--- Start of DATA SHOWN ---

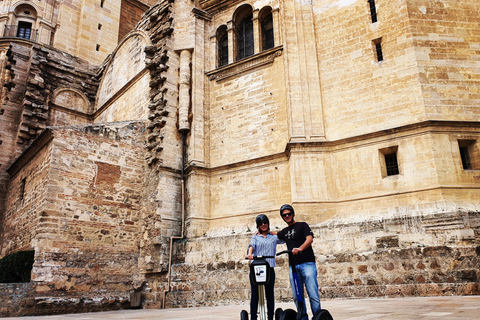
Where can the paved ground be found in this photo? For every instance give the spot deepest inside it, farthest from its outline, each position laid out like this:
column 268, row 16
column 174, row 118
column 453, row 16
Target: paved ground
column 451, row 308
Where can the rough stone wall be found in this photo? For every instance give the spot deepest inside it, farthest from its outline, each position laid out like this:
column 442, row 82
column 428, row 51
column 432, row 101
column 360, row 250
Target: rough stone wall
column 82, row 210
column 13, row 87
column 401, row 256
column 25, row 200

--- End of DATA SHOWN ---

_SET PROBLEM_. Update the rows above by writing them out again with "stone" replaced by "brick" wherever it occurs and everything else unchanged. Omit the pictures.

_TASK ANSWER_.
Where can the paved ground be found in this photo? For every instance give the spot deepest inside it, farthest from its outline, each position laid out like this:
column 268, row 16
column 174, row 118
column 453, row 16
Target: paved ground
column 451, row 308
Where can the rough brick wall be found in this photo? For every instance give the spot deepest inside it, farthest from its outline, each position laid out like this:
column 442, row 82
column 428, row 51
column 432, row 101
column 360, row 250
Target: rough brick wall
column 82, row 210
column 13, row 87
column 401, row 256
column 25, row 200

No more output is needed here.